## Written request
Gather every line of the material below that contains the word "instance". Uppercase and lowercase letters count as different.

## Excerpted records
------------------------------

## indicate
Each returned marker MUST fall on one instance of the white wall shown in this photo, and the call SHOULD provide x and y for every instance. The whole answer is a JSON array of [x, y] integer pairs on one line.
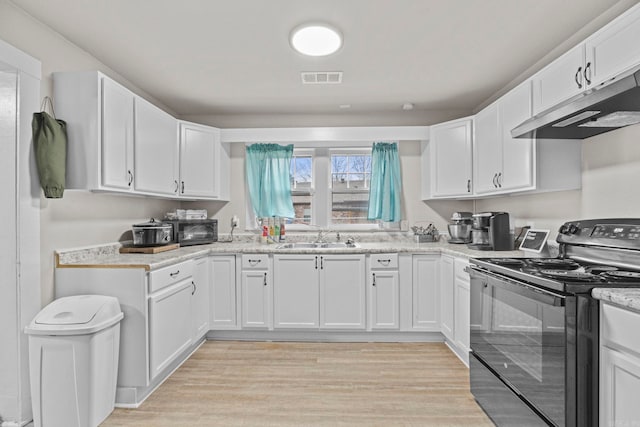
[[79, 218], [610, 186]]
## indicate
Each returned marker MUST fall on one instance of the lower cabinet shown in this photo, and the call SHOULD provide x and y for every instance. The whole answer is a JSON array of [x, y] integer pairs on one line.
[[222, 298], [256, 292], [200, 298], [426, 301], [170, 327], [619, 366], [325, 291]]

------------------------------

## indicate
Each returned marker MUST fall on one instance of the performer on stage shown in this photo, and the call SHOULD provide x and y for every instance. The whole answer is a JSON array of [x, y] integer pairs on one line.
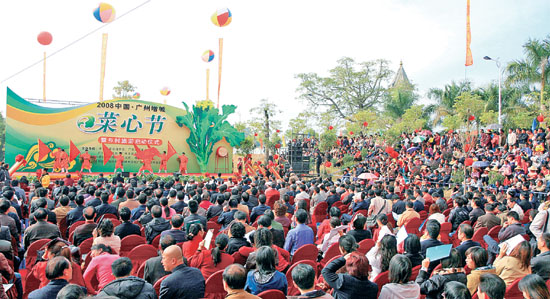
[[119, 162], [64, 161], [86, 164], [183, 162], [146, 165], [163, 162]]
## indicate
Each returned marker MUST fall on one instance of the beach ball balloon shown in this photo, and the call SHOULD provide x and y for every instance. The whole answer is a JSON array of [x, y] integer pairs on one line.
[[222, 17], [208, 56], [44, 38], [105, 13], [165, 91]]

------------------------------

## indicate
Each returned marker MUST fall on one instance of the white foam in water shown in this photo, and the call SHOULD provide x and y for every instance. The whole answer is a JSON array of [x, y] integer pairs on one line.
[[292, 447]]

------------------------------

## Output of the task
Each returned marker MUST fall on one instance of the white wall shown in this photo, and the call SHOULD provide x and y for every instance. The whole answer is a JSON array of [x, y] integer pairs on one line.
Each returned marker MUST fall on one instance of the lower cabinet shown in this photo, and the call SHOULD provide x and y for every instance. The whole answer is a JSON array of [x, y] integer pairs on one line.
Each returned marker MUST fall on one instance of the performer on stage shown in this photo, and the call SHOULD provide x and y for every instance. The whole answer is a JSON array of [x, y] integer pairs on one line.
Each returned marker MUST fall on one instance of the beach ball balloon shown in this photo, and the call SHOULD provide x and y for every instance. The whole answer is a JSON array of [x, y] integer pairs on one line.
Each returned marker MUST fall on one instance of the white foam in water shown in this photo, and the call SHOULD provide x and y for every instance. The whole answer is a JSON array of [x, y] integer pairs on one line.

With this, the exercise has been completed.